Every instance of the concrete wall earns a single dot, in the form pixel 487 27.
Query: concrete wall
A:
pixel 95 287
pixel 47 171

************

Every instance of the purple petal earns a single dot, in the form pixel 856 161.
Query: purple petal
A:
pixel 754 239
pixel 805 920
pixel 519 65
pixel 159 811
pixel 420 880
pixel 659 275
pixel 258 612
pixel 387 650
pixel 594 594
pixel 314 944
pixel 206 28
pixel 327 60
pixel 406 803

************

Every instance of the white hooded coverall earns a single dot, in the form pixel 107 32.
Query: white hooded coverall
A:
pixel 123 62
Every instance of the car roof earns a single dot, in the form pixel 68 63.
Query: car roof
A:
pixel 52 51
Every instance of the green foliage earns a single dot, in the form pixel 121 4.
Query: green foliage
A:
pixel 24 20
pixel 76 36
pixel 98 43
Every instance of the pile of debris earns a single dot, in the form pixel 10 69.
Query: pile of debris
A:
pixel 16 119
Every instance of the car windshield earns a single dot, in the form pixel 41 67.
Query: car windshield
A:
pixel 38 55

************

__WHAT TO WORK ON__: Count every line in the listing above that holds "pile", then report only the count.

__FINISHED TASK__: 2